(Detection annotation records)
⁂

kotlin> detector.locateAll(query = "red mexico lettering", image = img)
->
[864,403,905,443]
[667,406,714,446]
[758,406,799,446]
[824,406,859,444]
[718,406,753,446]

⁂

Set problem: Format every line of the material above as a JSON array of strings, one string per line, omitting any blank lines.

Exercise response:
[
  "kotlin> detector.locateAll(query = \"red mexico lettering\", image = img)",
  "->",
  "[864,403,905,443]",
  "[667,406,714,446]",
  "[758,406,799,446]",
  "[824,406,859,444]",
  "[718,406,753,446]"
]